[Source document Boundary: Start]
Beardsley v. Colvin, 758 F.3d 834, 836–37 (7th Cir. 2014). But the Court may reverse and remand the ALJ’s decision if the ALJ committed an error of law or based her decision on serious factual mistakes or omissions. Id. at 837. The Court also looks to “whether the ALJ built an ‘accurate and logical bridge’ from the evidence to her conclusion that the claimant is not disabled.” Simila v. Astrue, 573 F.3d 503, 513 (7th Cir. 2009) (quoting Craft v. Astrue, 539 F.3d 668, 673 (7th Cir. 2008)). The ALJ “need not provide a complete written evaluation of every piece of testimony and evidence,” Shideler v. Astrue, 688 F.3d 306, 310 (7th Cir. 2012) (citation omitted), but “[i]f a decision ‘lacks evidentiary support or is so poorly articulated as to prevent meaningful review,’ a remand is required,” Kastner v. Astrue, 697 F.3d 642, 646 (7th Cir. 2012) (citation omitted).
[Source document Boundary: End]
In the passage on court review of an ALJ's decision, rewrite the paragraph that begins "Beardsley v. Colvin" as a short bulleted list that keeps its main points. Use only the text to do these tasks.
[Information provided Boundary: Start]
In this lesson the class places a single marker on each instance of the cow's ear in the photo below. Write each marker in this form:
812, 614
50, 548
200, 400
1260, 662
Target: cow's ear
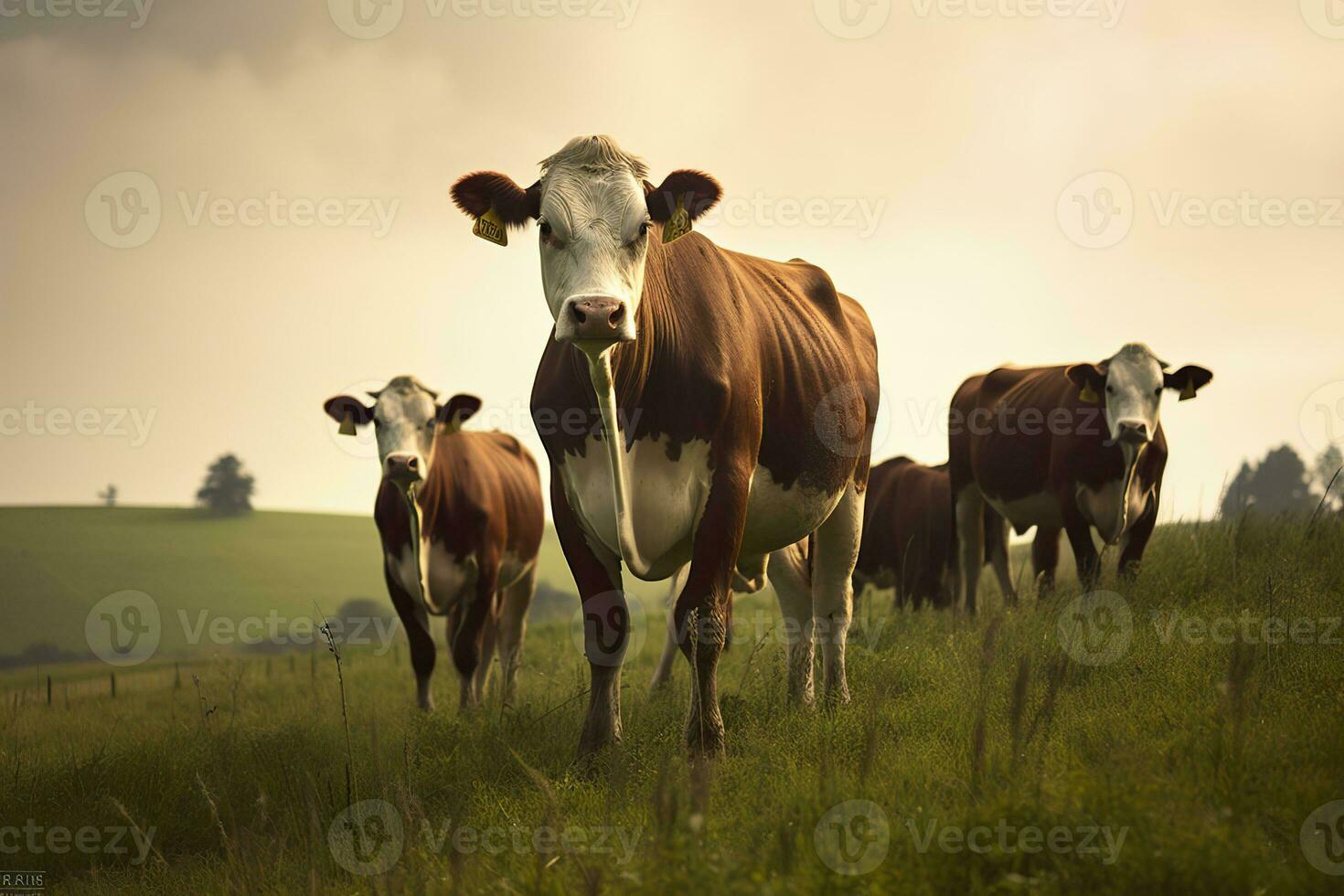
1090, 380
459, 410
348, 411
1189, 380
694, 191
495, 199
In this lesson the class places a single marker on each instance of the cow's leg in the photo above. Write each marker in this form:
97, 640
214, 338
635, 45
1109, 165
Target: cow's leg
415, 621
469, 637
1085, 551
702, 612
1136, 540
971, 543
1044, 558
835, 551
606, 623
997, 547
669, 647
489, 635
794, 587
512, 626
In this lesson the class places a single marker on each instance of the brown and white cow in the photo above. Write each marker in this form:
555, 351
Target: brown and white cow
698, 406
907, 535
1072, 449
460, 516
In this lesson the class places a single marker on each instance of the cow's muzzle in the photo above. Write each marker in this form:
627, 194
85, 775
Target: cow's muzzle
595, 321
1133, 432
403, 468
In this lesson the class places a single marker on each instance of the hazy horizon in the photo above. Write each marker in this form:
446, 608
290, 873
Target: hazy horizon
995, 188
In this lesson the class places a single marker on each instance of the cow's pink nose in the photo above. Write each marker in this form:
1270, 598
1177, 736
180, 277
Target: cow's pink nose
598, 317
402, 466
1133, 432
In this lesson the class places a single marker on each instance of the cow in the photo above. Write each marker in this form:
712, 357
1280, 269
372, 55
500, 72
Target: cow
1067, 448
907, 535
460, 516
697, 406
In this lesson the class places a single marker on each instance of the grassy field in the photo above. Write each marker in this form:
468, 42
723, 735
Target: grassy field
56, 563
1172, 738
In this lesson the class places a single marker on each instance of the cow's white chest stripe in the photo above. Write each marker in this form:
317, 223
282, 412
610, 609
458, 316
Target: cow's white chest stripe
1103, 508
668, 497
1034, 509
405, 571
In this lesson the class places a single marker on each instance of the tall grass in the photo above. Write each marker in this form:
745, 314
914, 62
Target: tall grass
1209, 753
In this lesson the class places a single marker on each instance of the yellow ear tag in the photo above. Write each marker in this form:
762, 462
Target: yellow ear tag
489, 226
679, 225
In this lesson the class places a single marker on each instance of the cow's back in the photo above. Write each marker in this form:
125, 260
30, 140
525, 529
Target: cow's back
907, 526
483, 492
712, 325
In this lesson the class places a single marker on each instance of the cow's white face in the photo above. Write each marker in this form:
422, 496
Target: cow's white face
594, 240
1131, 384
1133, 397
405, 415
595, 212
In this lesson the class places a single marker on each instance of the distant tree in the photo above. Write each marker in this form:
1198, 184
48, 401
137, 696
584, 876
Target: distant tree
1278, 484
1238, 495
1327, 465
228, 488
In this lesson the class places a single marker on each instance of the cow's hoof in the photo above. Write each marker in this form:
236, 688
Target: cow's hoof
705, 741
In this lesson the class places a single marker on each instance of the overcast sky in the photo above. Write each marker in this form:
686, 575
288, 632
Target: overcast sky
218, 214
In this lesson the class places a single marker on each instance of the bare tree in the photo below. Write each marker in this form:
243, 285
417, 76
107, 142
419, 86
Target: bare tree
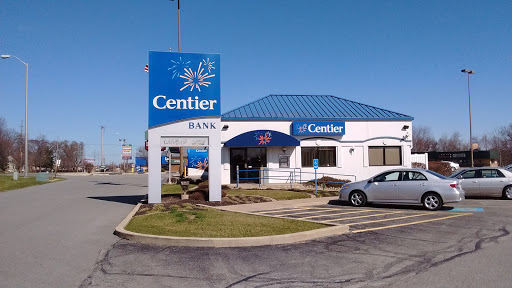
7, 139
40, 153
422, 139
452, 143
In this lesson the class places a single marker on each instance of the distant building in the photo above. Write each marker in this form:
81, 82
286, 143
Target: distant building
463, 158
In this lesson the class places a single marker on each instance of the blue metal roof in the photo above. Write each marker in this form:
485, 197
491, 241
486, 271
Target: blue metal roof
318, 107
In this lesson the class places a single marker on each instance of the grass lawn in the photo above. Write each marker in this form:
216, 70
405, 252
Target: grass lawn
6, 182
168, 189
205, 222
274, 194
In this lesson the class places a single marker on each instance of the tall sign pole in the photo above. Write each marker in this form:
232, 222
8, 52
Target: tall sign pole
101, 160
179, 51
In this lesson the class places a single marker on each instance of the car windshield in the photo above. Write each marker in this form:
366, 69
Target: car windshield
437, 174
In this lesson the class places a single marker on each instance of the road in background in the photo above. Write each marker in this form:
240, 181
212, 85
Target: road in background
51, 235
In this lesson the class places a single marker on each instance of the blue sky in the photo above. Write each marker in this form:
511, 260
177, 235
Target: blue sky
86, 59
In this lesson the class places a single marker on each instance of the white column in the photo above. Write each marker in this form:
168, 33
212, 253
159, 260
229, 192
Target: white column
154, 166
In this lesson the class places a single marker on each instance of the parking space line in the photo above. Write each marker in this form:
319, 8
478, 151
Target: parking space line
411, 223
335, 214
365, 216
300, 212
383, 220
277, 210
298, 209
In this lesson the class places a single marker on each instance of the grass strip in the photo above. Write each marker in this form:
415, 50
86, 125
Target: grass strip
212, 223
274, 194
168, 189
7, 184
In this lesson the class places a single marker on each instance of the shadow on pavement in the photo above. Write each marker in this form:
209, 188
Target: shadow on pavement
130, 199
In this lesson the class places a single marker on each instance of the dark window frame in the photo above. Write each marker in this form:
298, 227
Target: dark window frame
384, 155
315, 154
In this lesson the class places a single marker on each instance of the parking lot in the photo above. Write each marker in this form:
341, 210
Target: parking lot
368, 218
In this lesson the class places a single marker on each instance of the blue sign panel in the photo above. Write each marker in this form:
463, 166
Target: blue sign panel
318, 128
258, 138
197, 158
183, 86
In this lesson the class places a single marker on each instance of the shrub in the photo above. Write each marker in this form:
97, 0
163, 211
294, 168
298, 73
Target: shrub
203, 194
442, 168
338, 182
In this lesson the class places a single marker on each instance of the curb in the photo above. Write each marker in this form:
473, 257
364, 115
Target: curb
224, 242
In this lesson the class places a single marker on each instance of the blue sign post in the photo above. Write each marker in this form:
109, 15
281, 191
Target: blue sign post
315, 166
183, 86
303, 128
184, 110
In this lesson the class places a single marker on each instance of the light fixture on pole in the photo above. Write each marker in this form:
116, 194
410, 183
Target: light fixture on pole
470, 130
26, 109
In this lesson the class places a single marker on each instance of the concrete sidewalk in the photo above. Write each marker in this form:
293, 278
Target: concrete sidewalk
239, 242
251, 208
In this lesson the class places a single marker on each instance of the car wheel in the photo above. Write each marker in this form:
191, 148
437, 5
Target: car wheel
357, 198
507, 192
432, 201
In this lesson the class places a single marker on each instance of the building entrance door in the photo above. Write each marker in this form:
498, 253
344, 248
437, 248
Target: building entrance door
250, 158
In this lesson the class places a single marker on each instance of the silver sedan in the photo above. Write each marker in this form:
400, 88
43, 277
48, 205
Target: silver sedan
404, 186
485, 181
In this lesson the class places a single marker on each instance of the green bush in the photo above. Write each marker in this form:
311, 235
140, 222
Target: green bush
327, 179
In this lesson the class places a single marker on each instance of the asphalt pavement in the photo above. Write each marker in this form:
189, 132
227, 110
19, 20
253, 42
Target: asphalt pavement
52, 235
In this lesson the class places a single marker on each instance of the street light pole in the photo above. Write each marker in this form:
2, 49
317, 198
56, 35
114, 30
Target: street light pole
470, 130
26, 109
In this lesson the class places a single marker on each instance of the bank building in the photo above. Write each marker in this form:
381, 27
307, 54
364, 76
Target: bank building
275, 140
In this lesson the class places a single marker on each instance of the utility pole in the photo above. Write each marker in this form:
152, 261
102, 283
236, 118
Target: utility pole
102, 145
21, 141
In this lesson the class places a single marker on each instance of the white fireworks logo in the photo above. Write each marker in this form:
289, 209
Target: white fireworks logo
195, 79
208, 64
178, 66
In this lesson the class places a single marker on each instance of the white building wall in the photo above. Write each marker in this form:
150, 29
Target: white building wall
351, 149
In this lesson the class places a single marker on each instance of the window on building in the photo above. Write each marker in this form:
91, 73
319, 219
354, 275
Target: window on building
326, 156
385, 156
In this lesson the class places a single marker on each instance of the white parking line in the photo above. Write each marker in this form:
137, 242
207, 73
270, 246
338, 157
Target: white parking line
365, 216
391, 219
327, 215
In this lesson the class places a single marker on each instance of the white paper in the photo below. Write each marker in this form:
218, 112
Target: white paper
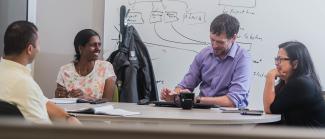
63, 100
109, 110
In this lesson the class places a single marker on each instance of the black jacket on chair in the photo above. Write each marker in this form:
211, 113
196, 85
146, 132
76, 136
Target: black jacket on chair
7, 109
133, 68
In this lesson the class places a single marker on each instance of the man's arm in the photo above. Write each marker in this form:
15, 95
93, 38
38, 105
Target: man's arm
223, 101
56, 113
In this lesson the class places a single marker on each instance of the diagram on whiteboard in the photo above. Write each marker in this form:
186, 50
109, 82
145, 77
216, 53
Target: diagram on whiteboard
176, 30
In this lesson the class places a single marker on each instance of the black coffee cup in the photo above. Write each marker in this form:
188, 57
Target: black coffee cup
186, 100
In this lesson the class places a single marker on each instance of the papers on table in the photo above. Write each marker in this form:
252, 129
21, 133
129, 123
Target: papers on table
106, 110
64, 100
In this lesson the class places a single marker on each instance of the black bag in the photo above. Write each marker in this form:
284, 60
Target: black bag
133, 68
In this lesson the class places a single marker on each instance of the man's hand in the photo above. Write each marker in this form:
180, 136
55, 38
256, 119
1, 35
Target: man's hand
167, 94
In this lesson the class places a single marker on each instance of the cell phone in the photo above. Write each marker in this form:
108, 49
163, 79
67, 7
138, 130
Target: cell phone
257, 113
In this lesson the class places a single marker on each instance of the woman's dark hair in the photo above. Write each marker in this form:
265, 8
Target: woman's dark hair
81, 39
297, 51
17, 37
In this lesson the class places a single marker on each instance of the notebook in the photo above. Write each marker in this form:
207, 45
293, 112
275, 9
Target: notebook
195, 105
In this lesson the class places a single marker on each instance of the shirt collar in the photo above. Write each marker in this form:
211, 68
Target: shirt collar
16, 65
231, 53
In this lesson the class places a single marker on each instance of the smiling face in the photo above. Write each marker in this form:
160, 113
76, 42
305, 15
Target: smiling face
92, 49
221, 44
284, 65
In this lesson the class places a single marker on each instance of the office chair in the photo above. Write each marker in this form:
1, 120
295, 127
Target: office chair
9, 110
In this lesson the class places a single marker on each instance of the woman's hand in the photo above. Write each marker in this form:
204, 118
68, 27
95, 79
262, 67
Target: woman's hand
75, 93
272, 74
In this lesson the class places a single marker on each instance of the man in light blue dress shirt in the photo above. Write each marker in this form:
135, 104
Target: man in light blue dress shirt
223, 70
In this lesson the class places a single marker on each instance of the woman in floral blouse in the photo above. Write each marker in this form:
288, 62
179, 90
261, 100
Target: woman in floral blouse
86, 77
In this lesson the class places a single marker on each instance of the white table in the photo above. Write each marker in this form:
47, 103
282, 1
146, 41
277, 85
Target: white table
168, 115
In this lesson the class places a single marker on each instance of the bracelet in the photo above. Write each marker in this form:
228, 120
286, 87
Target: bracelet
69, 115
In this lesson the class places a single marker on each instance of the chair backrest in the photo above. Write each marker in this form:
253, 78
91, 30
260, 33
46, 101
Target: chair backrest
7, 109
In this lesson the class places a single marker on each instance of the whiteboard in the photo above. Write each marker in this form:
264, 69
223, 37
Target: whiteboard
176, 30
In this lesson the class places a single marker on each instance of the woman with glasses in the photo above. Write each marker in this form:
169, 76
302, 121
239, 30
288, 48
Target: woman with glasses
86, 77
297, 96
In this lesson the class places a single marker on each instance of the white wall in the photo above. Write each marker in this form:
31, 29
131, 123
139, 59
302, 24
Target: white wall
10, 10
58, 22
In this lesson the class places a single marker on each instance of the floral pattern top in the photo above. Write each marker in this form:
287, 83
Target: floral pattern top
92, 84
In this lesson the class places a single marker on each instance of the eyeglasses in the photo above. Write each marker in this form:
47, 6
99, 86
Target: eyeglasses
278, 60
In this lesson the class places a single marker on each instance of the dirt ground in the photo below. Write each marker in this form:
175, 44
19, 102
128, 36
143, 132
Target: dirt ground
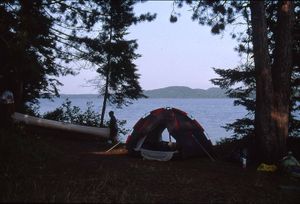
84, 172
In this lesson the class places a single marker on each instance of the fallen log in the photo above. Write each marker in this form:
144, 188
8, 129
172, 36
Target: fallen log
44, 123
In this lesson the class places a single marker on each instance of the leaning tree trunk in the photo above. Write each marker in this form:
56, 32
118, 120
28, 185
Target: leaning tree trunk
105, 97
281, 71
264, 131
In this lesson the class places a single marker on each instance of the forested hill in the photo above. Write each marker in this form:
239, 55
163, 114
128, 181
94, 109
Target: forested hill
168, 92
185, 92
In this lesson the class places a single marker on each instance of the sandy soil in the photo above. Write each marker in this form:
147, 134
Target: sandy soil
84, 172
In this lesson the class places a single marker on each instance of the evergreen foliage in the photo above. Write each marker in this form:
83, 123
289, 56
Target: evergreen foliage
240, 81
114, 55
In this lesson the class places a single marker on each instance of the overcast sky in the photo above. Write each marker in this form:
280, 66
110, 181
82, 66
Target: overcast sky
173, 54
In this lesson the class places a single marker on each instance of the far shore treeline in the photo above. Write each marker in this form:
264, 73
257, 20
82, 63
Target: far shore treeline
171, 92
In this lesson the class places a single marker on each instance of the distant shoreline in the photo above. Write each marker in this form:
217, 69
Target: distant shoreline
173, 92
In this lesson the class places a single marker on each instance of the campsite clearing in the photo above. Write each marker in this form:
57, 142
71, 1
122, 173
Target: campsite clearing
81, 171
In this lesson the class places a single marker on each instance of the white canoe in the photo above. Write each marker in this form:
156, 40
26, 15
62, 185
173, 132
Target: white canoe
30, 120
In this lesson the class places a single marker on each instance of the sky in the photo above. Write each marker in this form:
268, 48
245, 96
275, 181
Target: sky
173, 54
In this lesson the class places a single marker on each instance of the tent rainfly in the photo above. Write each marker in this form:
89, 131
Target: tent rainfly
146, 137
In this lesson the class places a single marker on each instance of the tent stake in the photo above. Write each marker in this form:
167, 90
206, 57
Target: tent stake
113, 147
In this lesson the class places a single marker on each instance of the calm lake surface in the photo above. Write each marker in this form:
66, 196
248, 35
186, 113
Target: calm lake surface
212, 114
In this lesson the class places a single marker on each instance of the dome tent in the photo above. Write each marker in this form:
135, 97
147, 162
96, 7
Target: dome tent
188, 133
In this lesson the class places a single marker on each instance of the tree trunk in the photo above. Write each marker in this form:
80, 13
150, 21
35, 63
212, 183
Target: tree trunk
104, 99
264, 131
281, 71
106, 82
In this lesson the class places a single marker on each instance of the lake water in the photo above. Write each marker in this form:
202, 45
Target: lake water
212, 114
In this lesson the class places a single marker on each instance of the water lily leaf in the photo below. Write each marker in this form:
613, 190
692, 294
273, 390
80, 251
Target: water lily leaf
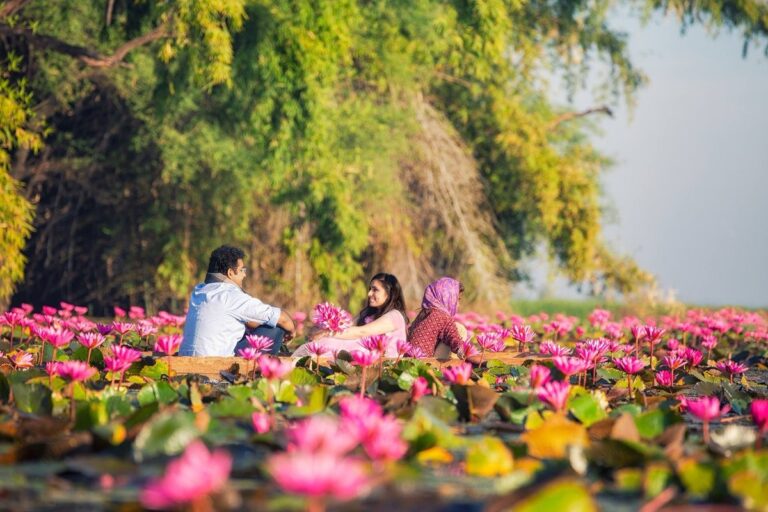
32, 398
474, 402
611, 374
242, 392
159, 391
738, 399
405, 381
314, 403
434, 455
229, 407
653, 423
657, 478
439, 408
425, 430
168, 433
587, 409
562, 495
625, 429
612, 453
698, 478
752, 492
155, 371
488, 457
303, 377
628, 479
552, 438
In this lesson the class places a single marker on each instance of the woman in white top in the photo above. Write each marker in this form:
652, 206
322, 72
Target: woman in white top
383, 313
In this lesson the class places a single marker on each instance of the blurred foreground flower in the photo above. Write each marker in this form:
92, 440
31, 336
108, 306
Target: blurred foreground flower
706, 408
555, 394
331, 318
189, 479
458, 374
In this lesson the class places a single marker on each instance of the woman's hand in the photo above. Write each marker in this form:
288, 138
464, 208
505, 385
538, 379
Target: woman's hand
320, 334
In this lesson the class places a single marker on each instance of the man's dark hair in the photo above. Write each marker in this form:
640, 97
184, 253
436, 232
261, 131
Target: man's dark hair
224, 258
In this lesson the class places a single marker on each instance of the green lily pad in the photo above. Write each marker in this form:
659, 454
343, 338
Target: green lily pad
563, 496
168, 433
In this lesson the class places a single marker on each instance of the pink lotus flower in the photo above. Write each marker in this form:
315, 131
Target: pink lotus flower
490, 341
273, 368
136, 313
706, 408
168, 344
122, 328
665, 378
730, 368
52, 368
364, 358
692, 356
709, 342
319, 475
126, 354
57, 336
262, 422
332, 318
522, 334
75, 371
653, 333
540, 375
468, 349
458, 374
569, 366
419, 388
377, 343
260, 343
321, 434
555, 394
20, 360
553, 349
104, 329
629, 365
115, 365
189, 478
759, 410
145, 329
673, 362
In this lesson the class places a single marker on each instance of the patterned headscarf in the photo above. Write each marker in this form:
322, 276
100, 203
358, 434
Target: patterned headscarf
442, 294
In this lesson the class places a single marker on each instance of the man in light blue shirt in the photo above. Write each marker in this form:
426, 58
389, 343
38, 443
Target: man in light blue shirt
221, 313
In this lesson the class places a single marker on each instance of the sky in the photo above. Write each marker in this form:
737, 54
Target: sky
690, 181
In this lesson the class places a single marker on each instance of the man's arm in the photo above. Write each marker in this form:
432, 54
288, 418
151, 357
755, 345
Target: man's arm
286, 323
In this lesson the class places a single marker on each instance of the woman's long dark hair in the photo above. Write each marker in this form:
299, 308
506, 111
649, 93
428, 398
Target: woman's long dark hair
395, 299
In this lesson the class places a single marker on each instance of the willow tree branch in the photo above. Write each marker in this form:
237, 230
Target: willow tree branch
573, 115
11, 6
88, 56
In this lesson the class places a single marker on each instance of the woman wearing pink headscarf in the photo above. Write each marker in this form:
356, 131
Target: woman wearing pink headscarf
435, 323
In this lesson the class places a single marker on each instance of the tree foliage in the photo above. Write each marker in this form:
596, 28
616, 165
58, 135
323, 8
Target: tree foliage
331, 139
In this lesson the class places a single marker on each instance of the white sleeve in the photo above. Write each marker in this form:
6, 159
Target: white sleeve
251, 309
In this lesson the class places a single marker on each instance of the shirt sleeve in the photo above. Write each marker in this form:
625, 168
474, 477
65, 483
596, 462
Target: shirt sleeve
252, 309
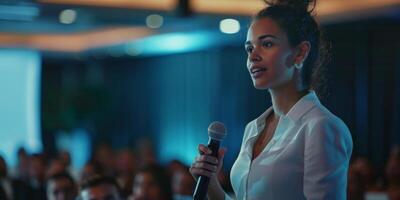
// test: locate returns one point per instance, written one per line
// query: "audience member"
(125, 170)
(10, 189)
(37, 175)
(151, 183)
(61, 186)
(99, 187)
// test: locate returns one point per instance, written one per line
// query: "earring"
(298, 66)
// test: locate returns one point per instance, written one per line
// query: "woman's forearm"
(215, 191)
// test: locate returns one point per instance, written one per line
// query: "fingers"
(201, 172)
(204, 149)
(221, 153)
(209, 159)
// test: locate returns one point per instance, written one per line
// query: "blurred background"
(100, 77)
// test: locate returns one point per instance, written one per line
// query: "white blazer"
(307, 158)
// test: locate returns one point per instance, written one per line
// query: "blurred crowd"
(366, 183)
(109, 174)
(125, 174)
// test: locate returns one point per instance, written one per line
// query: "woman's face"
(270, 56)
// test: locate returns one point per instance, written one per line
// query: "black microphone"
(216, 133)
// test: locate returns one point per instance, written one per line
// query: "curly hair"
(296, 18)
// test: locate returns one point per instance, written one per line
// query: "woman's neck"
(284, 98)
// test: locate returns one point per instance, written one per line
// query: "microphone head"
(217, 131)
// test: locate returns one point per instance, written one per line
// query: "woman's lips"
(257, 72)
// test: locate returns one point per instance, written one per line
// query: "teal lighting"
(19, 102)
(171, 43)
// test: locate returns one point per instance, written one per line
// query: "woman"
(296, 149)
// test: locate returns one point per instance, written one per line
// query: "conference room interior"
(118, 85)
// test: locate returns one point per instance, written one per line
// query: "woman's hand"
(205, 164)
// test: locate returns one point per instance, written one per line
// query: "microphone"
(216, 133)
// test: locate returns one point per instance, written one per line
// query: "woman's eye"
(267, 44)
(249, 49)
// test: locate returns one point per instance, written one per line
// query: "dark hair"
(61, 175)
(161, 177)
(296, 18)
(97, 180)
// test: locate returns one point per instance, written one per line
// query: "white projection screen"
(19, 102)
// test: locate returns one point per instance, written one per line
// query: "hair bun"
(301, 5)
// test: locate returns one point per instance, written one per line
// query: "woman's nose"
(254, 56)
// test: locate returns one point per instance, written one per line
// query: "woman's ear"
(302, 52)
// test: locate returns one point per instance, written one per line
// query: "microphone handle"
(200, 192)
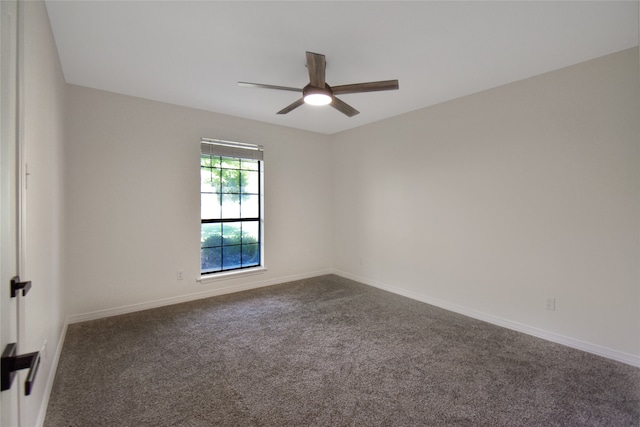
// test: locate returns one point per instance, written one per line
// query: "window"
(230, 206)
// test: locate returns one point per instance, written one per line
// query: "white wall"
(42, 135)
(132, 179)
(493, 202)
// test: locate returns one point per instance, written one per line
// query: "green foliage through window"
(230, 213)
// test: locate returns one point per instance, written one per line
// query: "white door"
(8, 195)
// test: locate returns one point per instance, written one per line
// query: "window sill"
(215, 277)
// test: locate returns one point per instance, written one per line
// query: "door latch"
(17, 286)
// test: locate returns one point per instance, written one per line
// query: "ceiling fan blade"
(260, 85)
(316, 64)
(290, 107)
(343, 107)
(365, 87)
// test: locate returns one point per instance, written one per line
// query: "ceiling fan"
(318, 92)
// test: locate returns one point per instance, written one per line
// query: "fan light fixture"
(318, 92)
(316, 96)
(317, 99)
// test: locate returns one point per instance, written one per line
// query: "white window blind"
(217, 147)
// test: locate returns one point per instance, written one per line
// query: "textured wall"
(493, 202)
(133, 184)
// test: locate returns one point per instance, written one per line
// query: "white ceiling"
(193, 53)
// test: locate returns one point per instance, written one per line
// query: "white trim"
(44, 404)
(609, 353)
(83, 317)
(226, 275)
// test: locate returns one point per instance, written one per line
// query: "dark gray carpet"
(328, 351)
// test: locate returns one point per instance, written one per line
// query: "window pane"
(230, 180)
(230, 206)
(211, 260)
(231, 257)
(249, 164)
(250, 255)
(211, 235)
(249, 181)
(250, 206)
(250, 232)
(209, 206)
(209, 180)
(230, 191)
(210, 161)
(231, 233)
(230, 162)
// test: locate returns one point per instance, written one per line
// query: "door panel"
(8, 193)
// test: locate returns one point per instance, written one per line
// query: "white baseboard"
(44, 404)
(83, 317)
(619, 356)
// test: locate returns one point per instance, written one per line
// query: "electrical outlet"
(550, 304)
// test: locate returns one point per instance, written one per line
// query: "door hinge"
[Information provided Boundary: End]
Answer to this exercise
- The Court may reverse and remand the ALJ's decision if the ALJ made an error of law or based the decision on serious factual mistakes or omissions (Beardsley v. Colvin).
- The Court checks whether the ALJ built an "accurate and logical bridge" from the evidence to the finding that the claimant is not disabled (Simila v. Astrue, quoting Craft v. Astrue).
- The ALJ does not have to write a complete evaluation of every piece of testimony and evidence (Shideler v. Astrue).
- A remand is required if the decision lacks evidentiary support or is so poorly explained that meaningful review is not possible (Kastner v. Astrue).